### WHAT YOU ARE ASKED TO DO
Please keep to the lines below from the one with "Locate the white" through the one with "Locate the rocky", and restate them word for word, ends included.

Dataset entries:
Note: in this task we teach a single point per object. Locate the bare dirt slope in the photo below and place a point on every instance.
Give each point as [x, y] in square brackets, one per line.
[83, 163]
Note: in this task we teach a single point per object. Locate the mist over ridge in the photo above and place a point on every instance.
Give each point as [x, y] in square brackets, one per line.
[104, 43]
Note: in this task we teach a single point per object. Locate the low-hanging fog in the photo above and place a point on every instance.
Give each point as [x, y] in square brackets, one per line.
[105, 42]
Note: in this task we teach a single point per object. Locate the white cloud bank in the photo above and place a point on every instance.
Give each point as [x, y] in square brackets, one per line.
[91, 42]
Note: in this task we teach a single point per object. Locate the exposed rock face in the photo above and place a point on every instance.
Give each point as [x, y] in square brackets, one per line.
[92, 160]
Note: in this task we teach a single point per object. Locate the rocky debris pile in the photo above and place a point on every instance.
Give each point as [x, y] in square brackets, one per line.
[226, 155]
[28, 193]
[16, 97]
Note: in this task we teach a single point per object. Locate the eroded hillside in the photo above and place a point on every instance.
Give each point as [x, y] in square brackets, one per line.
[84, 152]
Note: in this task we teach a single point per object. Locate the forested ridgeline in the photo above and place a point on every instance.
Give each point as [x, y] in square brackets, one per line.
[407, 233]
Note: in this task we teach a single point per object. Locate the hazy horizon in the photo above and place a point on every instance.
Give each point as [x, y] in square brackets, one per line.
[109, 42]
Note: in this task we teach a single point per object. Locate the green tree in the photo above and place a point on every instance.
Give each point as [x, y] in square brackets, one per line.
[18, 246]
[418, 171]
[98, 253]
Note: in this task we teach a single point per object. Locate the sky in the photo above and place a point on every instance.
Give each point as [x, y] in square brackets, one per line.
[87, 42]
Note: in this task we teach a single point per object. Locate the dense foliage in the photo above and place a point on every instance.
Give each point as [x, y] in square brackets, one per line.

### RESPONSE
Note: in this task we teach a single point per object. Locate the white cloud bank in the photo above and place a point on every instance.
Give each point as [x, y] in square brackets, one per line.
[91, 42]
Note: in this task we teach a single point per object. Locate the exposed rock face in the photo above and place a point on every instance.
Give each point as [x, y] in square brackets, one per line.
[92, 160]
Note: in this task we teach a single point per object. Locate the rocky debris pile in the photo above and place a point on every instance.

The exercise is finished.